INSTRUCTIONS TO FOLLOW -
The lines to return are the one containing "pink flower cluster" and all that follow it in the entries below, duplicated exactly and nothing else.

Natural language region descriptions
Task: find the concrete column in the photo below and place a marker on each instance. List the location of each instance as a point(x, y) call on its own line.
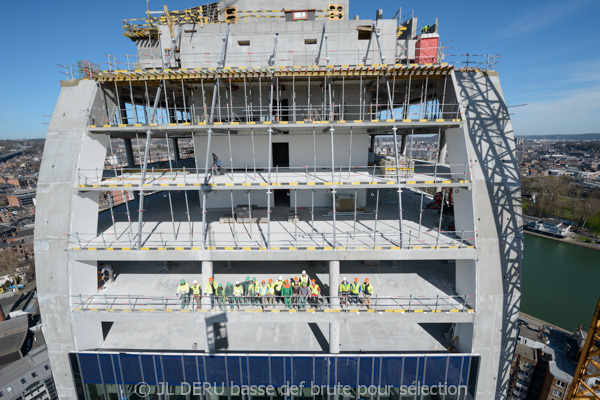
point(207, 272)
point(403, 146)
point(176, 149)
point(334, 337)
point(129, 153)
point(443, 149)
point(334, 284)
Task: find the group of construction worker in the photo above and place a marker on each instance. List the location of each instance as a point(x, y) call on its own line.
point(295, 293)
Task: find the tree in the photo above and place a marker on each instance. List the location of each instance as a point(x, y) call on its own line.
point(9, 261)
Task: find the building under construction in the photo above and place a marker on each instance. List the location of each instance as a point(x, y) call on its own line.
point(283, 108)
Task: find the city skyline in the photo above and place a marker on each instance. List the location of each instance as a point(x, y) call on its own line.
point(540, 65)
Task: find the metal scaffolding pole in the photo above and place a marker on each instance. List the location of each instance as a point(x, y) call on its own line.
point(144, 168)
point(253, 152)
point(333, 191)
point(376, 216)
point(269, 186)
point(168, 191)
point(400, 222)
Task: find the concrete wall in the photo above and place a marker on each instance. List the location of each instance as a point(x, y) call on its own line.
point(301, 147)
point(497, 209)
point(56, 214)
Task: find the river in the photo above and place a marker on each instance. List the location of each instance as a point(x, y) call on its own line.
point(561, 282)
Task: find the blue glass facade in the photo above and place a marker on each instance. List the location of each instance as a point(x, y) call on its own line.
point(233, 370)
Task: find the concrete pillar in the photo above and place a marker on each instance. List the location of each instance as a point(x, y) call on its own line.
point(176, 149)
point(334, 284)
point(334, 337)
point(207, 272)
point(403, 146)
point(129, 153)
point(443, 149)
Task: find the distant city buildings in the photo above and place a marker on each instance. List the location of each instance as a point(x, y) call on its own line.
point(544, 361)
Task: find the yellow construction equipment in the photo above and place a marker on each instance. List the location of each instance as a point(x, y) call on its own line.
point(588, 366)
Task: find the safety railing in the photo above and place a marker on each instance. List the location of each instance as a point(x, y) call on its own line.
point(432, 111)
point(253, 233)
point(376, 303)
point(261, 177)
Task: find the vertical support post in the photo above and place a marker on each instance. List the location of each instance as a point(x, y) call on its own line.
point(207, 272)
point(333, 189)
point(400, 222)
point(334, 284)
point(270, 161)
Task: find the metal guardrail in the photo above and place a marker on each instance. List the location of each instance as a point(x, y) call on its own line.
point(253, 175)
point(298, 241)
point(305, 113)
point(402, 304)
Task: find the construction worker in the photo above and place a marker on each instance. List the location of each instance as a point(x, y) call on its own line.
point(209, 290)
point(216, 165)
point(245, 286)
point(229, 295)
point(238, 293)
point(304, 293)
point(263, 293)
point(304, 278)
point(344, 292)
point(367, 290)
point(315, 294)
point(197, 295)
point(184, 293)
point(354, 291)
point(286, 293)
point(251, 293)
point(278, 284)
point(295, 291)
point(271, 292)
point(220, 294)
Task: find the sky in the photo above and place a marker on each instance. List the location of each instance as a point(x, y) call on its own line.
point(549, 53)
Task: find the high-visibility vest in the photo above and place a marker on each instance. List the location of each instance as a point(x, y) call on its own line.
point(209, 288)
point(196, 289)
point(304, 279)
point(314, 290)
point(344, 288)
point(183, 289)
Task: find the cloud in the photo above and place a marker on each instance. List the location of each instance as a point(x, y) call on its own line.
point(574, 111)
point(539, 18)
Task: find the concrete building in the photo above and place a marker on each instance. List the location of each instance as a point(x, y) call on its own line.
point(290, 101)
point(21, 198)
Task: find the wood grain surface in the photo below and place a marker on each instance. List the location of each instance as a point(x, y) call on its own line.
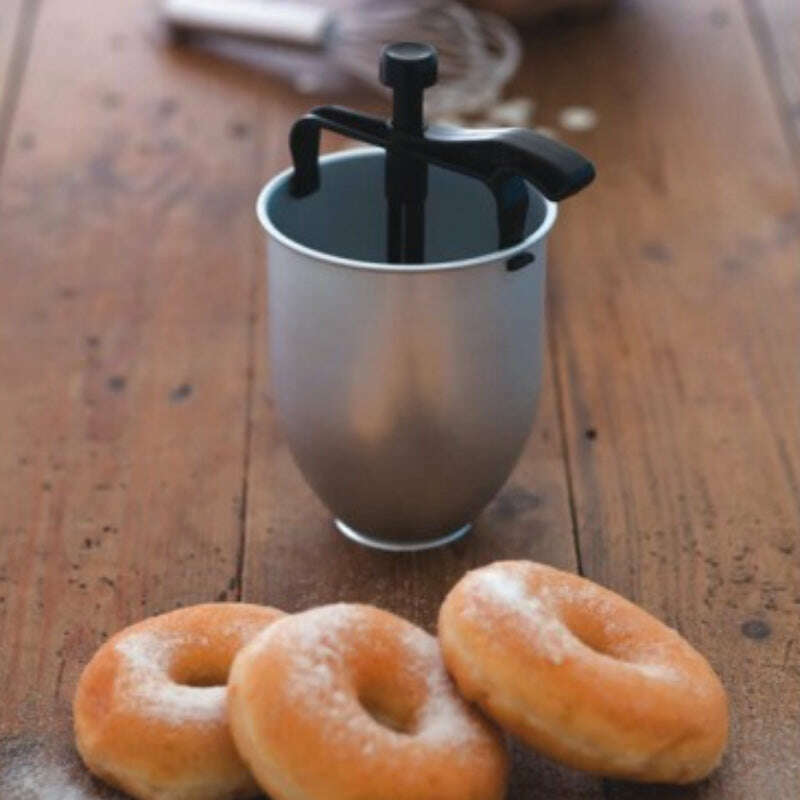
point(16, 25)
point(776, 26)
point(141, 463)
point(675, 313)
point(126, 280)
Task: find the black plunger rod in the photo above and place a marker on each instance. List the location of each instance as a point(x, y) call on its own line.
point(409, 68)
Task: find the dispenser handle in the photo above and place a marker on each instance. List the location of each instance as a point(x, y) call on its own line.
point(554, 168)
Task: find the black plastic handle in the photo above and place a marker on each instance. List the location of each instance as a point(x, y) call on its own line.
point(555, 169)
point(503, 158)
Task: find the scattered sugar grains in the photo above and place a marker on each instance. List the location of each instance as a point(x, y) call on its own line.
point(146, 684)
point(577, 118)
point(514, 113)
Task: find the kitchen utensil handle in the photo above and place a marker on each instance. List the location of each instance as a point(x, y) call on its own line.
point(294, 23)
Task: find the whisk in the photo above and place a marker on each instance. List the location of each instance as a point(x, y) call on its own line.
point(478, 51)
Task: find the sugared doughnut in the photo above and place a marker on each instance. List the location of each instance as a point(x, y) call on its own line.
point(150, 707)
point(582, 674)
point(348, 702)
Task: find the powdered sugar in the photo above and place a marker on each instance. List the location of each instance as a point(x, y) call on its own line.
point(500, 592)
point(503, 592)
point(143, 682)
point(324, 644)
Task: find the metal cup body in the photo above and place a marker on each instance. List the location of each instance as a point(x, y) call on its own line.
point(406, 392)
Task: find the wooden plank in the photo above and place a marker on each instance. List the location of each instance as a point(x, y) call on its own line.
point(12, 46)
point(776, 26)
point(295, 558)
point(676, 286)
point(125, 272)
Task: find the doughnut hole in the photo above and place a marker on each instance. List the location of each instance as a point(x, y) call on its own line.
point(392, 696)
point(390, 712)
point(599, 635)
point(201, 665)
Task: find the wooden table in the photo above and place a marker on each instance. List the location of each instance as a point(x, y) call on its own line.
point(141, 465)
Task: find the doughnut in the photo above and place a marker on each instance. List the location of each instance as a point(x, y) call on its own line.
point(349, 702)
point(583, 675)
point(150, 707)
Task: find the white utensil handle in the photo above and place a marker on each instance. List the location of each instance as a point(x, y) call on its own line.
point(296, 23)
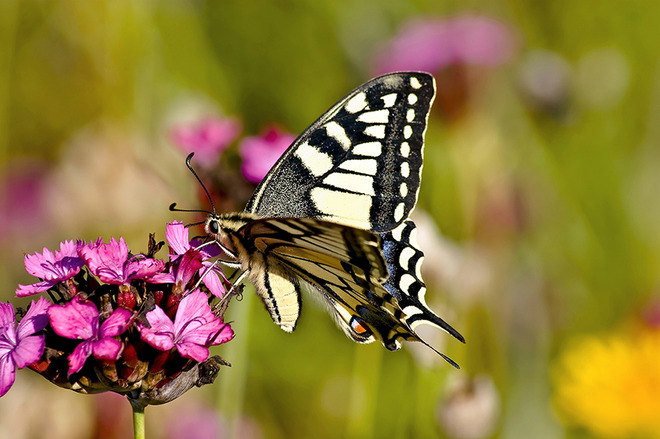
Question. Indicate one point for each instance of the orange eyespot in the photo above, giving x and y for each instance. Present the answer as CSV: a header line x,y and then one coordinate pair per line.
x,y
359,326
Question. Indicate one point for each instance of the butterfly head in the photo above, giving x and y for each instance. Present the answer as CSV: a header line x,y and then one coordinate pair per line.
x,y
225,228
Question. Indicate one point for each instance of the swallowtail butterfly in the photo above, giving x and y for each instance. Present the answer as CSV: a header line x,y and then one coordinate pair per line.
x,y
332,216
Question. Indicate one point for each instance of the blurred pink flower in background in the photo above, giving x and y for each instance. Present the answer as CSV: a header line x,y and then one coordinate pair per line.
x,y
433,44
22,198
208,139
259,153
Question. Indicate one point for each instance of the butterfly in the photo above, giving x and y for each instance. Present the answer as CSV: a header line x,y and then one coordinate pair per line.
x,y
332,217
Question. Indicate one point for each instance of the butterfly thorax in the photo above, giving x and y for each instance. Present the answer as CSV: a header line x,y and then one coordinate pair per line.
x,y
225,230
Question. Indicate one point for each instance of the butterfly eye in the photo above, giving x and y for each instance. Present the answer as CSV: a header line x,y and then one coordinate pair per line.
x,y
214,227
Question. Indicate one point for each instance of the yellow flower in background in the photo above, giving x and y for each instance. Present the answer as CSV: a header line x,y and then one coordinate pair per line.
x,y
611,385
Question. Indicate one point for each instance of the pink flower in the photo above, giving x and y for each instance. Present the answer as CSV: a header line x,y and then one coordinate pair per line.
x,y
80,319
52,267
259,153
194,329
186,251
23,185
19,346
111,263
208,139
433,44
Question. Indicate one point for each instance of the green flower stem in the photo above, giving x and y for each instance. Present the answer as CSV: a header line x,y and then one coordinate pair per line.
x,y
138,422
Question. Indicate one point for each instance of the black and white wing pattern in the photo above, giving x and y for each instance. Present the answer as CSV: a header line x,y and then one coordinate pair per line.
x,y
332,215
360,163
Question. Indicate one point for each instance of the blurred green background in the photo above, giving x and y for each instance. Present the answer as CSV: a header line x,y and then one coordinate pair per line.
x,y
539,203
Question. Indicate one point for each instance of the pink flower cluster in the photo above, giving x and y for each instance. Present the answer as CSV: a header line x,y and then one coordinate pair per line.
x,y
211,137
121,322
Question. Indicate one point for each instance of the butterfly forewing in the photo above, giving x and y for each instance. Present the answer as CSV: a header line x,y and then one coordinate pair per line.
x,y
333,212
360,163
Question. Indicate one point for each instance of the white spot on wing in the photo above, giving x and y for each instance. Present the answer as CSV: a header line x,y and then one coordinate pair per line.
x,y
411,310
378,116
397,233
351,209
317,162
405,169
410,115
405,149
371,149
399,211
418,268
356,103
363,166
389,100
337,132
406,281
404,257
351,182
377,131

EXPECTED ANSWER -
Question. Indicate one point for each instance of the pink flower cluster in the photo above, giving x and y for each instance. Present the answer as CSV: a header line x,y and then one coordinate pair per line.
x,y
211,137
121,322
Question. Indicate one point for each instance of the butterfly forewing in the photo above, giving x and y for each instance. Present the answer as CSV: a header line x,y and then one coordinate pair per line.
x,y
333,212
360,163
Question. Indicate one point for each instance of the white spot on wing in the photo above, giving x and y for each instance. Present the answer as CSV: a header line x,y and then one coordinate pair per line.
x,y
411,310
378,116
397,233
351,209
317,162
405,169
410,115
405,149
371,149
399,211
418,268
356,103
363,166
389,100
337,132
406,281
404,257
351,182
377,131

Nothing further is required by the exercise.